→ **Photo object pointing data**:
-------------------------

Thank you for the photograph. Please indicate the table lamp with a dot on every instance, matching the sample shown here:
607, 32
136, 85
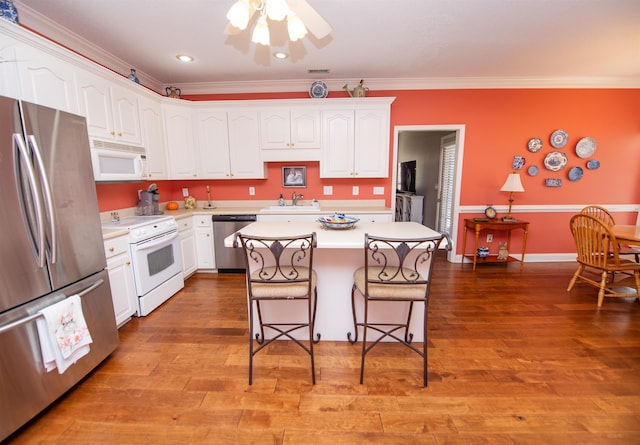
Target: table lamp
511, 185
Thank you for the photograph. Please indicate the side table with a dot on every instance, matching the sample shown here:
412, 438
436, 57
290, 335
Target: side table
478, 226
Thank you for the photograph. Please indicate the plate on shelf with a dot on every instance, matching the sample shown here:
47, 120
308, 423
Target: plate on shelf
318, 90
338, 221
534, 145
559, 138
575, 173
555, 161
593, 164
586, 147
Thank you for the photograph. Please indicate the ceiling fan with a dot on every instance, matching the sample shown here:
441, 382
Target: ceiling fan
299, 14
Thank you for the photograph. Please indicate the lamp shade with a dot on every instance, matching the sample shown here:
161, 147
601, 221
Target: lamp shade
512, 184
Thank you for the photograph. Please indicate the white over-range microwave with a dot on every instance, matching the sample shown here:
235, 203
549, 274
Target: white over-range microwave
113, 161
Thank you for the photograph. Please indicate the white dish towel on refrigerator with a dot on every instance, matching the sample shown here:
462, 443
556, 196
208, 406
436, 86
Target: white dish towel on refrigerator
64, 335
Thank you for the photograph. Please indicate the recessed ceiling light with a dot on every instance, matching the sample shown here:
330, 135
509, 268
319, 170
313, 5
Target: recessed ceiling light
184, 58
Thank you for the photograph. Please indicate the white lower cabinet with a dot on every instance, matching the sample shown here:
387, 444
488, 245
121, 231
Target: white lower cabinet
204, 241
123, 291
187, 238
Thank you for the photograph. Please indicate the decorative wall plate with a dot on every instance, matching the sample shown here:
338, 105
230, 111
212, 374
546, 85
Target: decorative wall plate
593, 164
559, 138
586, 147
534, 145
318, 90
555, 161
575, 174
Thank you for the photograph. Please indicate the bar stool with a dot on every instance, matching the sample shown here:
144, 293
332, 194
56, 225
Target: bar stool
395, 270
279, 269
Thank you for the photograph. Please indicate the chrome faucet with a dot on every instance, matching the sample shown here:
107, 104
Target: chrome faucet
295, 197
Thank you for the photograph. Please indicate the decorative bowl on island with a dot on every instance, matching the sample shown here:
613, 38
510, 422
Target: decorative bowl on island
338, 221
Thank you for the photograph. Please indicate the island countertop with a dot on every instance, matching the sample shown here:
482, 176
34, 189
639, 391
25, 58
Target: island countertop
337, 239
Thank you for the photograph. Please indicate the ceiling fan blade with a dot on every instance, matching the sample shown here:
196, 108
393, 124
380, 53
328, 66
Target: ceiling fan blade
310, 17
231, 30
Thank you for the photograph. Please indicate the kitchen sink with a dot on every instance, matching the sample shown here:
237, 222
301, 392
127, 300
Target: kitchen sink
298, 208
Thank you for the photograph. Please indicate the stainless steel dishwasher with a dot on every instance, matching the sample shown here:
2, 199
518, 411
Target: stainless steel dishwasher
229, 259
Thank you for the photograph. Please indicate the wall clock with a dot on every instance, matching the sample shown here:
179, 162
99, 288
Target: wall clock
490, 212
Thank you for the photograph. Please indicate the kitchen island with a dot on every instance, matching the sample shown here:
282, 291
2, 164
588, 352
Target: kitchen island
338, 254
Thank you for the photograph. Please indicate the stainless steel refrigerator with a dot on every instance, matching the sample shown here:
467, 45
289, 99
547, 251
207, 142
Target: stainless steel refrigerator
51, 248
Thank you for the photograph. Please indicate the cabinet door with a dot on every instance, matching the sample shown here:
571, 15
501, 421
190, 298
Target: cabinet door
123, 290
213, 145
153, 138
305, 129
371, 150
95, 105
337, 144
188, 247
275, 129
46, 80
244, 145
180, 142
126, 116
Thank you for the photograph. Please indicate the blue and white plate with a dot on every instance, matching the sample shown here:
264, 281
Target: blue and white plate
559, 138
318, 90
575, 174
593, 164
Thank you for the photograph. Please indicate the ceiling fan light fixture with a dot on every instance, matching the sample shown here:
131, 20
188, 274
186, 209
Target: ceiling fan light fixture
276, 9
296, 28
261, 32
239, 14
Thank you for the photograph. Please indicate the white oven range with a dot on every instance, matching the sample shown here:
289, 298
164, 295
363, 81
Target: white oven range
155, 257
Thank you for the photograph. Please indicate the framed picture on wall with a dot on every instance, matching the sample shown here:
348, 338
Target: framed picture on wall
294, 176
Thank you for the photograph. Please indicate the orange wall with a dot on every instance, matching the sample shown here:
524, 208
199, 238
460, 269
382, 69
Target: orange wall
499, 122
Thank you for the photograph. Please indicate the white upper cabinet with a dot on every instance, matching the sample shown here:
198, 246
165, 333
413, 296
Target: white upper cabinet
213, 145
355, 142
181, 148
112, 111
153, 138
244, 145
46, 79
285, 128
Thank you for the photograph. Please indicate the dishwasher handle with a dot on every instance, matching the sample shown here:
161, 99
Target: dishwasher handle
227, 218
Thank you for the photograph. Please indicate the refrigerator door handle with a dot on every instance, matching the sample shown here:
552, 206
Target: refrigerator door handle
9, 326
31, 176
46, 189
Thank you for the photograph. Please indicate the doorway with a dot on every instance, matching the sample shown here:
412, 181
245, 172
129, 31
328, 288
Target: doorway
439, 152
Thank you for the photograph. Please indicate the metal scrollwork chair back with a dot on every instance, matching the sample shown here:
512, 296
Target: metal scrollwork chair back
280, 269
395, 270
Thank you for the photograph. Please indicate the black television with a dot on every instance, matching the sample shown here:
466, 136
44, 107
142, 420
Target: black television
408, 177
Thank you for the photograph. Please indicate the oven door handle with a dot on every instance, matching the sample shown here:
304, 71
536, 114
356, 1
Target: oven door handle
163, 239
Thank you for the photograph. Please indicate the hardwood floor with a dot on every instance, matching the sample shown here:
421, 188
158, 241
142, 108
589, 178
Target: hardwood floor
513, 358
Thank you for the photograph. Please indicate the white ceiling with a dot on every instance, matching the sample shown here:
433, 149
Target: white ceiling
392, 44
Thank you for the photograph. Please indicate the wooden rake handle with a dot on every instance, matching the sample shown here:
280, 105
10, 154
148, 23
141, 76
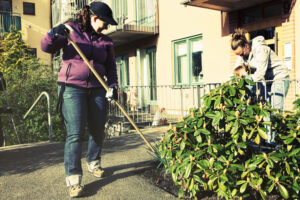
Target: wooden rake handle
106, 88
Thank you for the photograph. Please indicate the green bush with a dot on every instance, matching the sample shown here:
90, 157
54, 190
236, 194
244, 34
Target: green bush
26, 78
217, 147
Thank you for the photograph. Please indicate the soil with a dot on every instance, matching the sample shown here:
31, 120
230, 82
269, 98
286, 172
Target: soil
162, 179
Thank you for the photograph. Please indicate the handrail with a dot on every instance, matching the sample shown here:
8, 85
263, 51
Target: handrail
49, 112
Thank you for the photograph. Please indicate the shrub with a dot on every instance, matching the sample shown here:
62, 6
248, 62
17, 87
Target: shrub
221, 147
26, 78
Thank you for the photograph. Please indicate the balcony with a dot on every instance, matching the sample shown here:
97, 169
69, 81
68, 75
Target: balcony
135, 24
7, 19
62, 10
224, 5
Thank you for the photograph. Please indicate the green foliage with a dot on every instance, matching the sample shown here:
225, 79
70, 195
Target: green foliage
216, 147
26, 78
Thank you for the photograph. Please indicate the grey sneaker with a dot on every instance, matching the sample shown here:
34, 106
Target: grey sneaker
75, 191
95, 169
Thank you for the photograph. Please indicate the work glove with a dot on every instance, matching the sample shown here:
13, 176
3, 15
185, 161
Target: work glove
112, 93
59, 30
6, 110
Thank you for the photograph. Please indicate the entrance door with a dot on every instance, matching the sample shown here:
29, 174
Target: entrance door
123, 76
147, 88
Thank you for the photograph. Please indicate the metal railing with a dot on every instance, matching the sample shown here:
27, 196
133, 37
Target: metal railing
63, 10
49, 112
144, 16
7, 19
169, 103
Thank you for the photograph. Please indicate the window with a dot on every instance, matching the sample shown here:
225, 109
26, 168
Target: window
258, 13
145, 12
188, 60
151, 55
33, 51
120, 10
5, 6
28, 8
123, 68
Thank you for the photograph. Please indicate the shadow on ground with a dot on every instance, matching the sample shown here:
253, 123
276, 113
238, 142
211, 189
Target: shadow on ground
28, 159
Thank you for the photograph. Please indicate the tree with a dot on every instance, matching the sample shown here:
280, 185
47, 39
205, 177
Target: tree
26, 78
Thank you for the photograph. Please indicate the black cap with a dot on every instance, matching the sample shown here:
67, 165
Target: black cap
103, 11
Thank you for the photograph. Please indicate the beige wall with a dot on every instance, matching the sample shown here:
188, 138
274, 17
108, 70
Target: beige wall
34, 27
297, 38
177, 22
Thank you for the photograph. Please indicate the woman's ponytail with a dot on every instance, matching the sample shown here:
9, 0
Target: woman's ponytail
239, 38
83, 18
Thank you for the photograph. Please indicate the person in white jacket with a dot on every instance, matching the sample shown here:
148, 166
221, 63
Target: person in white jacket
270, 73
266, 65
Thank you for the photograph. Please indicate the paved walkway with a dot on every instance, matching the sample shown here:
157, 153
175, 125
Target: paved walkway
36, 171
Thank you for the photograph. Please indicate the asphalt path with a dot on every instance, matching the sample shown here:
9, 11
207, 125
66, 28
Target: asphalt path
36, 171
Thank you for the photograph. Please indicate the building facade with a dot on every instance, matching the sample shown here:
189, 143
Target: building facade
169, 53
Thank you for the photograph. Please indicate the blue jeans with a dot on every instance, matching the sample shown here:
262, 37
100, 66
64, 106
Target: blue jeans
275, 93
81, 107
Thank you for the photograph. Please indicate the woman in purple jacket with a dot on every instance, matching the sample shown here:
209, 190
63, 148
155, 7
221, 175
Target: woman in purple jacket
82, 97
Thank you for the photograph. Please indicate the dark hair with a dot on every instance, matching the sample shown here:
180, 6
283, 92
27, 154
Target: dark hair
238, 38
241, 67
83, 18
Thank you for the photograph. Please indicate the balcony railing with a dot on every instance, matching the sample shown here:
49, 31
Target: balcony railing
7, 19
62, 10
145, 103
143, 19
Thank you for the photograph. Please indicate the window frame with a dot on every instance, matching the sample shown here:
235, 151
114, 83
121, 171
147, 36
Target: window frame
28, 3
188, 42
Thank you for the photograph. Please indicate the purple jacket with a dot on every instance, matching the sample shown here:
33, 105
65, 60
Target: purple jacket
98, 48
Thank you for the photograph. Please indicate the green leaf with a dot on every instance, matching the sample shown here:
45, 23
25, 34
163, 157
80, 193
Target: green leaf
264, 113
182, 145
262, 194
228, 102
216, 120
222, 158
188, 170
233, 193
212, 180
262, 133
241, 83
199, 139
287, 168
283, 191
200, 122
232, 91
243, 188
197, 178
235, 128
296, 187
249, 111
239, 167
205, 131
294, 152
288, 141
270, 189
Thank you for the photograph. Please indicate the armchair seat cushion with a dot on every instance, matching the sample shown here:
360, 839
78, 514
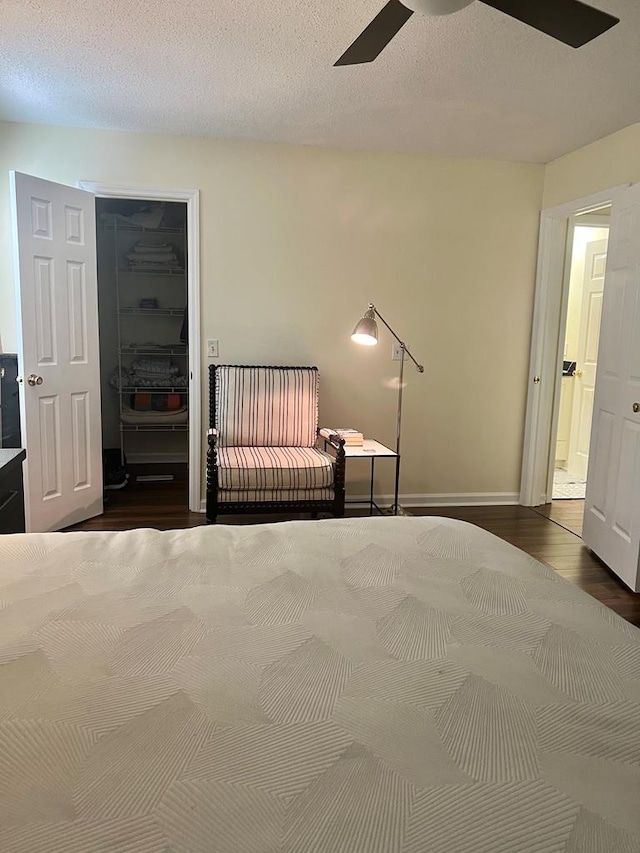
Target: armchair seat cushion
274, 468
269, 496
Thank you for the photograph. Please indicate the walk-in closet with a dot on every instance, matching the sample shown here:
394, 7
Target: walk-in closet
144, 341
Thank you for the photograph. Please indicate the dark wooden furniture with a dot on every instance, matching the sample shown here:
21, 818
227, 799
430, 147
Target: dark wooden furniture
11, 491
267, 401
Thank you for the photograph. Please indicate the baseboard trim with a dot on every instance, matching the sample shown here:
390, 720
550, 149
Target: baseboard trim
434, 500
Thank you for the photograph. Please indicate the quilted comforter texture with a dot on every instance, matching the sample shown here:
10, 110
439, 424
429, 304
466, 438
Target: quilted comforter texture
392, 685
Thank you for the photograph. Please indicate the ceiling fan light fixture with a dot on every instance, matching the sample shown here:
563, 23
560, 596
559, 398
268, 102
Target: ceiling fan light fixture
436, 7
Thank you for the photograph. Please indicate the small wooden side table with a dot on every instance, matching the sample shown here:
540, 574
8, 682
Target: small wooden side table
373, 450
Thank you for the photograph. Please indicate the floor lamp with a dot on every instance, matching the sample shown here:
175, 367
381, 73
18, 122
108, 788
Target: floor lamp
366, 333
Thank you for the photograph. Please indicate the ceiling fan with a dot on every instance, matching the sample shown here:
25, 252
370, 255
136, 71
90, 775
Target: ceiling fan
570, 21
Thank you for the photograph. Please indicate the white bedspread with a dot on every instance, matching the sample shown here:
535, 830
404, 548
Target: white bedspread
352, 686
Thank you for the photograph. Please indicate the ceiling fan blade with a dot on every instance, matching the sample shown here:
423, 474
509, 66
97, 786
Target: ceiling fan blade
569, 21
377, 35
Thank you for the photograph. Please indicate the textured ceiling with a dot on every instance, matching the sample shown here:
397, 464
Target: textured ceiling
475, 83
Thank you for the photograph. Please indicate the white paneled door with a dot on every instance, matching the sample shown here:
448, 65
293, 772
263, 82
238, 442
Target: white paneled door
612, 507
57, 297
587, 358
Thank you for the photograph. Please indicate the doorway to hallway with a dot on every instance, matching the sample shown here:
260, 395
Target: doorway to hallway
588, 239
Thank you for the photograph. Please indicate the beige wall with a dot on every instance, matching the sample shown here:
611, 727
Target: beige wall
608, 163
297, 240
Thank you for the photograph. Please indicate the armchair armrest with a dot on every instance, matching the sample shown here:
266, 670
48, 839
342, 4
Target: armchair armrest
333, 439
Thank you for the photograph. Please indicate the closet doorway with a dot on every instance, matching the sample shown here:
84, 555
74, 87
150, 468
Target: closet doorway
148, 300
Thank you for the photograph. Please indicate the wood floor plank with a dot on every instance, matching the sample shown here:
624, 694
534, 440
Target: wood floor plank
544, 533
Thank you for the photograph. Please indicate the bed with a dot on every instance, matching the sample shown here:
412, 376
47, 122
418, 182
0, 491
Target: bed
338, 686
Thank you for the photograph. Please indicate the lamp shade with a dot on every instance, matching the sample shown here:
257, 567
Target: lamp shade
366, 330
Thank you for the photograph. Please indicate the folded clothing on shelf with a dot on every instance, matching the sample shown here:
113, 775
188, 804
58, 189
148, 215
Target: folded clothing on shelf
145, 217
169, 258
155, 366
140, 379
131, 416
153, 255
146, 402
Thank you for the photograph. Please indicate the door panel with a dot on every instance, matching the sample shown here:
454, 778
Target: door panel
54, 228
612, 506
587, 358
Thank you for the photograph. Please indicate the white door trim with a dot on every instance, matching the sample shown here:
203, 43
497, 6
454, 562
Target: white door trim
549, 313
192, 200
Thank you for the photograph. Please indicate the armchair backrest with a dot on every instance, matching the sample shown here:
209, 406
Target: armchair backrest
264, 406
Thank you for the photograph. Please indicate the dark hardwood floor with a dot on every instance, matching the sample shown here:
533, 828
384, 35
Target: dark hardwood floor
538, 532
569, 514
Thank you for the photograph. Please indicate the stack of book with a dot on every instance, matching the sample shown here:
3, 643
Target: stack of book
352, 438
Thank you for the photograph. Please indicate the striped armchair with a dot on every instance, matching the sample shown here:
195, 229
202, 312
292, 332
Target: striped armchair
262, 454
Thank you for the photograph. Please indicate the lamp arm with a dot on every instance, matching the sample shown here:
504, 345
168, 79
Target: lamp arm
373, 308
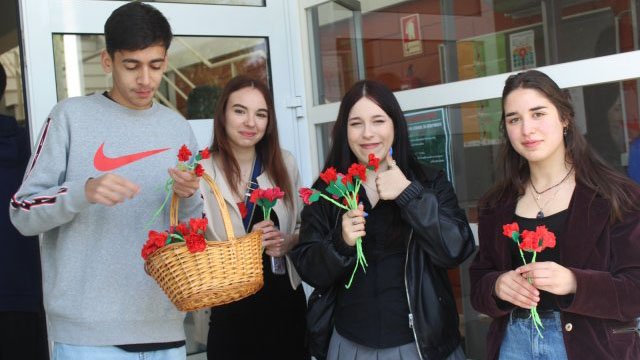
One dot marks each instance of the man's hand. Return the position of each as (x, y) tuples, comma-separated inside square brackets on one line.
[(109, 189)]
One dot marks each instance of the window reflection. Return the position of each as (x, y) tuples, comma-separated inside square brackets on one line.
[(214, 2), (198, 69), (412, 44)]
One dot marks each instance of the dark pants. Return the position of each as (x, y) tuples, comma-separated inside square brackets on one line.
[(23, 335), (267, 325)]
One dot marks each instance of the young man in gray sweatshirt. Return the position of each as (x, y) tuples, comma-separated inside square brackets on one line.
[(93, 181)]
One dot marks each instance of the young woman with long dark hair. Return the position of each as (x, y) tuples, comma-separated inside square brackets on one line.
[(586, 287), (412, 231), (245, 155)]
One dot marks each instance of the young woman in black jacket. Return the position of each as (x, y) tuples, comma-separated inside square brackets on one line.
[(412, 230)]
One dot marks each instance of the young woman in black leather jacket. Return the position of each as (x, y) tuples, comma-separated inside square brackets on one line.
[(412, 229)]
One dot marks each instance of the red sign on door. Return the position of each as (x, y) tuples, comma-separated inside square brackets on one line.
[(411, 35)]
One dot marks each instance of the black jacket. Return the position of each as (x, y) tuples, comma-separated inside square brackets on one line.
[(441, 239), (19, 255)]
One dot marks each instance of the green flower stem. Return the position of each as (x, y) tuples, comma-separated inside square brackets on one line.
[(174, 236), (168, 186), (360, 261), (535, 317), (360, 258), (334, 202)]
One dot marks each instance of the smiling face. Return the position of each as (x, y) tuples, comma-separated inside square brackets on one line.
[(534, 126), (136, 75), (369, 130), (246, 117)]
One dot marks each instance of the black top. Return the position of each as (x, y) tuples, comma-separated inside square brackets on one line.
[(374, 312), (555, 224)]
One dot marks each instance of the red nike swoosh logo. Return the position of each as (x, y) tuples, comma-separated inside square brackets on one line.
[(104, 163)]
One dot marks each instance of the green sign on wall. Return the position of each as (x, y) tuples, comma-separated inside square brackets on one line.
[(430, 137)]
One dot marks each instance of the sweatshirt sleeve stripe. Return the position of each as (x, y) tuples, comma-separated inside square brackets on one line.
[(41, 200), (43, 137)]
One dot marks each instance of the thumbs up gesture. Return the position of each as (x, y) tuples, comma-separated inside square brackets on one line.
[(391, 182)]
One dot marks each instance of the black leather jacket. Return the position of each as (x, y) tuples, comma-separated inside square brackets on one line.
[(441, 239)]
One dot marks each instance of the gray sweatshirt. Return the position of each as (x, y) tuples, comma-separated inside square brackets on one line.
[(96, 291)]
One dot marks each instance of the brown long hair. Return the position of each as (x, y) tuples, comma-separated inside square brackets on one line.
[(268, 148), (590, 169)]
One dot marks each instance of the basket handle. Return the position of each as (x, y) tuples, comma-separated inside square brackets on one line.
[(224, 211)]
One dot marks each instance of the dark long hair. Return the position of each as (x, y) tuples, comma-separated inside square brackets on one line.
[(590, 169), (268, 148), (340, 155)]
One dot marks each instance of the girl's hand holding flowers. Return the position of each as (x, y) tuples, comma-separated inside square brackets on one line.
[(185, 182), (276, 243), (513, 288), (391, 183), (549, 276), (353, 225)]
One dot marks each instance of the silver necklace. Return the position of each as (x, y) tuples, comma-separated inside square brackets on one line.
[(540, 214), (538, 193)]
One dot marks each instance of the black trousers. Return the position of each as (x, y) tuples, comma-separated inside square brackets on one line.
[(267, 325), (23, 335)]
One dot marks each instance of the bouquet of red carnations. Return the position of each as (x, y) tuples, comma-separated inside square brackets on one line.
[(533, 242), (266, 199), (345, 187)]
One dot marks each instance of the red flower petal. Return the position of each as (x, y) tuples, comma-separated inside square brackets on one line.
[(184, 154)]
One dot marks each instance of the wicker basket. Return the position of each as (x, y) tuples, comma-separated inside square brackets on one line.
[(225, 272)]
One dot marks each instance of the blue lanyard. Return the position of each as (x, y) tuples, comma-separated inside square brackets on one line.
[(257, 168)]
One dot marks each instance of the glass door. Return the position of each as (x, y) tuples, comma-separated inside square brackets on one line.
[(214, 41)]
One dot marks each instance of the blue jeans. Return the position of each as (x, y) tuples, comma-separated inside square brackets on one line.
[(75, 352), (522, 341)]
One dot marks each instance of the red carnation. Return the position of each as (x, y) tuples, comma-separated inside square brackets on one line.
[(344, 200), (197, 225), (273, 194), (537, 240), (243, 209), (184, 154), (204, 153), (374, 162), (155, 241), (199, 170), (329, 175), (548, 238), (158, 238), (358, 170), (305, 194), (347, 179), (508, 229), (256, 195), (195, 242), (181, 229), (148, 249)]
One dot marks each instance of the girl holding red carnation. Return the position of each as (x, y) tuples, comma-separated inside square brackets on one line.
[(585, 284), (246, 155), (412, 231)]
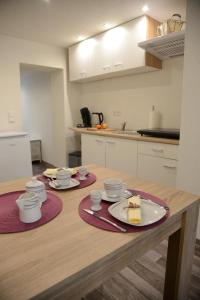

-------------------------

→ **Task**: Rename "tuples" as "pairs" in everything from the line containing "One dot marks each instance of the black trousers." down to the line containing "[(225, 272)]", and write out those lines again with nothing else changed.

→ **Answer below**:
One dot marks each instance of the black trousers. Return the position of each as (x, y) pairs, comma-separated inside square brackets on one line.
[(267, 325), (23, 335)]
One dot marks each instance of the bouquet of red carnations. Return the position of each as (x, y) pairs, comma-separated inside square brackets on one line.
[(533, 242), (266, 199), (345, 187)]
One dot marks each instance of the red flower petal. Return the position of each as (x, y) pairs, comma-separated inside square brackets on one line.
[(184, 154)]
One dot marks each instance of the wicker basket. Return the position of each as (x, y) pairs, comma-separated inside square brackets on one line.
[(225, 272)]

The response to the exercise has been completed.